REQUIRED WORK:
- a) Condense the paragraph of the Project N95 article beginning "On the other end, suppliers" into a bulleted list that keeps its main facts.
- b) Print the stretch of the Project N95 article from "On the other" through "on Tuesday evening.".
- c) Please proceed with the Project N95 article from the point where it stops.

QUOTED PASSAGE:
A new website is taking on one of the biggest issues of the coronavirus era: the shortage of N95 masks and other PPE, or personal protective equipment.
Project N95 connects healthcare institutions that urgently need equipment—including masks, isolation gowns, and ventilators—with suppliers around the world that stock them or that have the capacity to produce them. The online platform, which only went live in the early hours of Friday morning, now serves as an intermediary between the two parties, or as it calls itself, a “medical equipment clearinghouse.”
“What we’re doing is trying to get all the information into a single spot, to connect those who have the demand to those who have the supply,” says Nadav Ullman, one of the founding members. A tech entrepreneur, Ullman represents just one of the diverse professional backgrounds of the founders and 70 volunteers, so far, that have pulled together to run the “centralized marketplace.”
The parties in need of items fill out a short form, noting what equipment they require and in what quantities, along with any price constraints. So far, the site has received requests from more than 1,900 institutions, which include hospitals and local governments, requesting more than 87 million pieces of equipment. The demand continually updates on the site in real time.
On the other end, suppliers and manufacturers also fill out a form, after which the rapid-response team of volunteers vets them on a phone call to check regulations such as FDA registrations, and export licenses for international suppliers. That team then acts as a mediator in finding the best matches, grouping smaller buyers if necessary to fulfill minimum orders from suppliers, before connecting the two parties to discuss logistics and shipping. Because the project is so early in its infancy, no equipment has yet been distributed, but as of Wednesday afternoon, it has matched more than 40 million pieces of equipment, mostly masks, up from 13 million on Tuesday evening.
One of the issues is that the PPE supply chain is so complex, involving both governments and private industries. “The whole supply chain has become a little bit of a Wild, Wild West,” Ullman says. In an appearance on MSNBC Monday night, another founding member, Andrew Stroup, talked to Chris Hayes about this complexity. The facilitator idea made sense, Stroup said, in identifying which suppliers are out there, and which ones have the capacity to “pull the lever.”
The federal government has been criticized for not stepping up to the demands. PPE has been in dire demand, and stories have emerged of medical professionals having to dangerously reuse N95s, make masks out of bandanas, sew them together at home, or get them from dentists or vets. Vice President Pence said industrial masks from construction sites are “perfectly acceptable” for doctors and nurses. Various medical groups wrote a letter to President Trump March 21, urging for an increased supply, and Trump has sent mixed messages on whether he has, in fact, invoked the Defense Production Act in order to ramp up manufacture. This all begs the question as to why it’s up to a group of benevolent professionals to create a marketplace to fill a role that should arguably have been taken on by the government.

Data excerpts
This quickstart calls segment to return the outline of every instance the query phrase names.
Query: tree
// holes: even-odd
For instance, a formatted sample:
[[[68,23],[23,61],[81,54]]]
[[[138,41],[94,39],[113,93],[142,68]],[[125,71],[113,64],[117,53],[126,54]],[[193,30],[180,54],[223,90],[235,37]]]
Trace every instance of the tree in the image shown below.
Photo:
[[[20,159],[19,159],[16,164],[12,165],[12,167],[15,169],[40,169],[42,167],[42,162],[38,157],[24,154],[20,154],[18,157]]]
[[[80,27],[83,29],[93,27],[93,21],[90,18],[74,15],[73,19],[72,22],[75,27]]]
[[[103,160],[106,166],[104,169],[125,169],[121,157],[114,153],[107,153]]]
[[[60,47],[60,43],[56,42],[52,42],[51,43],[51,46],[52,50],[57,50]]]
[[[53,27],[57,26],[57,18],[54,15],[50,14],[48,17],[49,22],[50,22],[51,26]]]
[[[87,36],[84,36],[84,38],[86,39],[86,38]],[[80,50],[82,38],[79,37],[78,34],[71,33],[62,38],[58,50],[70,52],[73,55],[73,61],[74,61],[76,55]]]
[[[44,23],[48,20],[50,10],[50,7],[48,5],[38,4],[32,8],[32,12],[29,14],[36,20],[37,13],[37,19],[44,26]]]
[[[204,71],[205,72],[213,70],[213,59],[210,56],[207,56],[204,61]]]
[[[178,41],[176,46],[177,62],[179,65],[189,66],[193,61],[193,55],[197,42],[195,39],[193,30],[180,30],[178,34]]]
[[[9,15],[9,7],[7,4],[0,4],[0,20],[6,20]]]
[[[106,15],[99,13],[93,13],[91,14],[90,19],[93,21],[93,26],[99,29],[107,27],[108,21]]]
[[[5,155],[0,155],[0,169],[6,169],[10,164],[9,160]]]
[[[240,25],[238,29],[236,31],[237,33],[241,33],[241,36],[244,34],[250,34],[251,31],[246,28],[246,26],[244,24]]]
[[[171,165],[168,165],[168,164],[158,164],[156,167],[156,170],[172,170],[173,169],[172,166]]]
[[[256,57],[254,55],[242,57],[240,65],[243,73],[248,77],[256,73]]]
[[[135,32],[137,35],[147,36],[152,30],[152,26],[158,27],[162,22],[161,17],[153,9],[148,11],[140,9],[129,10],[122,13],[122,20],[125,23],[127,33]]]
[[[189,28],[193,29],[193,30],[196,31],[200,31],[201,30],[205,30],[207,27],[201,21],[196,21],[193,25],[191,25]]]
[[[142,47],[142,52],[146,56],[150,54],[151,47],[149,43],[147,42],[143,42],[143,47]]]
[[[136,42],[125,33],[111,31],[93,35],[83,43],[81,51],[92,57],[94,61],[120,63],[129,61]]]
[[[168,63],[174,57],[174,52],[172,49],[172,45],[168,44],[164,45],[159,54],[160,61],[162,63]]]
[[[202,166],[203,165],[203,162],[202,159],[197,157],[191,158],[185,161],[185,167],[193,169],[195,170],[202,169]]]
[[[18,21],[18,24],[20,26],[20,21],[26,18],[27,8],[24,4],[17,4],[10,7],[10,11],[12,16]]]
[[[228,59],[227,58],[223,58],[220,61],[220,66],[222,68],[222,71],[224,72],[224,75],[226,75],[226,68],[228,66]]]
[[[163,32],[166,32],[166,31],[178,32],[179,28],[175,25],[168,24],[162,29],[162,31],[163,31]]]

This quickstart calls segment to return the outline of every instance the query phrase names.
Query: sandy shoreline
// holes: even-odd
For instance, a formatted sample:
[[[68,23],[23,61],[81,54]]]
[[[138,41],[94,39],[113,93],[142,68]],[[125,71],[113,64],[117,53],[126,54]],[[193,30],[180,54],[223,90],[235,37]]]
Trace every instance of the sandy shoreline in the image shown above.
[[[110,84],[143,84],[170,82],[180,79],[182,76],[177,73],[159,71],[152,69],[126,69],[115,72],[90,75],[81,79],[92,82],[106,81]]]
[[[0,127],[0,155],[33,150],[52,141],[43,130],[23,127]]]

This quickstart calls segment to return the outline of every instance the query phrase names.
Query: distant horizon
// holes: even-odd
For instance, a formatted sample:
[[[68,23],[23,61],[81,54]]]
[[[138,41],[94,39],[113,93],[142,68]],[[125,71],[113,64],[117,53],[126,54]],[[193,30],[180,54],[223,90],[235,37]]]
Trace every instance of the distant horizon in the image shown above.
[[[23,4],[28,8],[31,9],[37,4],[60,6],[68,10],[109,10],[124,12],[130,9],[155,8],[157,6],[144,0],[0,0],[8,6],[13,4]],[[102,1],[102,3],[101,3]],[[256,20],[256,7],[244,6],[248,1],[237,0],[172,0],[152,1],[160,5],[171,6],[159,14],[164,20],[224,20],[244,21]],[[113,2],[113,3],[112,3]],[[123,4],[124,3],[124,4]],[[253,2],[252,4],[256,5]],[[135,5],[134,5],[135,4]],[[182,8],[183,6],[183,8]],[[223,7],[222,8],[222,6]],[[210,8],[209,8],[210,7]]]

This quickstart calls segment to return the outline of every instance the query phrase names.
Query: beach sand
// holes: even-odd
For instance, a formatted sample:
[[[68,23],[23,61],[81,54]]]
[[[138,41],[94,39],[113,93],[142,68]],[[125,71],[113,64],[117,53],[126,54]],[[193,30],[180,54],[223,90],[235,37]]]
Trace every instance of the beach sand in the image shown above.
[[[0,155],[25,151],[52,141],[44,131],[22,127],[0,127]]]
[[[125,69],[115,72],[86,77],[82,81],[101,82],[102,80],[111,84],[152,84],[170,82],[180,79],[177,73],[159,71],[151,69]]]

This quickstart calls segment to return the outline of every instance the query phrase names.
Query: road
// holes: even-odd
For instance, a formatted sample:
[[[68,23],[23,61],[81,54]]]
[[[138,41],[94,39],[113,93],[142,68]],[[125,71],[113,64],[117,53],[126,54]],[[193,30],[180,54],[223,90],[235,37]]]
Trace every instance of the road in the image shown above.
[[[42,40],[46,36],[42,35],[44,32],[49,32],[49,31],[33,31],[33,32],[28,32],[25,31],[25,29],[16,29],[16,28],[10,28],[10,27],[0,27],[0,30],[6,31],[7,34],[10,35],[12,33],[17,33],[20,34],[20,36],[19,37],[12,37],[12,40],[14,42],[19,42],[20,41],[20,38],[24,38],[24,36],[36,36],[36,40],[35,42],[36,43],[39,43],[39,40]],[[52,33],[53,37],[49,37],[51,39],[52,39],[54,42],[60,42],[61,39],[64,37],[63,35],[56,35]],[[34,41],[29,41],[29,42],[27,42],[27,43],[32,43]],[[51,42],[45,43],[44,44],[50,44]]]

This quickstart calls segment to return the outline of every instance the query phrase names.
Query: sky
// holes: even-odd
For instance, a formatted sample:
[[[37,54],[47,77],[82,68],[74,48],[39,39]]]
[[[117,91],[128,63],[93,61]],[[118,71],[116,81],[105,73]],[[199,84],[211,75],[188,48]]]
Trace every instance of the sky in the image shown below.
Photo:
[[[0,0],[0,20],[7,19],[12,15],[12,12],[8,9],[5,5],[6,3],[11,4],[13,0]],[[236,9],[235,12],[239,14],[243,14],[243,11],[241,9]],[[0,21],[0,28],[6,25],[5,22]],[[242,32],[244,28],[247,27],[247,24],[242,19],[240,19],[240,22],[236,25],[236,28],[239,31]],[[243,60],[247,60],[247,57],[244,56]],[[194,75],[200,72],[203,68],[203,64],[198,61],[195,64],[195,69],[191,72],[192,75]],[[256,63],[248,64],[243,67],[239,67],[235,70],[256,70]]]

SOLVED PROBLEMS:
- a)
- Suppliers and manufacturers fill out a form.
- A rapid-response team of volunteers vets them by phone, checking regulations such as FDA registrations and, for international suppliers, export licenses.
- The team mediates to find the best matches and groups smaller buyers when needed to meet suppliers' minimum orders.
- It then connects the two parties to discuss logistics and shipping.
- Because the project is so new, no equipment has been distributed yet.
- As of Wednesday afternoon, it had matched more than 40 million pieces of equipment, mostly masks. That was up from 13 million on Tuesday evening.

- b)
On the other end, suppliers and manufacturers also fill out a form, after which the rapid-response team of volunteers vets them on a phone call to check regulations such as FDA registrations, and export licenses for international suppliers. That team then acts as a mediator in finding the best matches, grouping smaller buyers if necessary to fulfill minimum orders from suppliers, before connecting the two parties to discuss logistics and shipping. Because the project is so early in its infancy, no equipment has yet been distributed, but as of Wednesday afternoon, it has matched more than 40 million pieces of equipment, mostly masks, up from 13 million on Tuesday evening.

- c)
“We really started with the question of, ‘how can we help?’ when there’s clearly just such a huge gap in general fulfill here,” says Jaime Getto, the group’s communications representative, who’s also a cofounder of a travel startup. “So, government aside, it’s just something where we wanted to really be able to jump in and make an impact.” Project N95 is in the process of applying for its 501(c)3, hoping that with its nonprofit status it will be able to take donations and help fund equipment purchases with the money raised.
Because the project is so early in its infancy, Project N95 has scant data so far, including prices of equipment (or whether any is being offered for free). But, one of the central goals is to aggregate that data, including costs, into one place, to make it widely available for governments to see and use. “What Project N95 is doing is allowing transparency and easy accessibility to existing information that is already out there,” Ullman says.
Other founders that jumped into the collaborative effort include tech startup CEOs, a GitHub product manager, and a Code for America manager, among others, and the project has support from Andy Slavitt, the acting administrator of Medicare and Medicaid services under Obama. It has attracted social media attention, and retweets, from Mark Cuban, and Matt Cutts, administrator of the United States Digital Service.
“Our mission is to really just connect the dots,” Getto says. “We’re all in this together. We’re just putting our best effort in here.”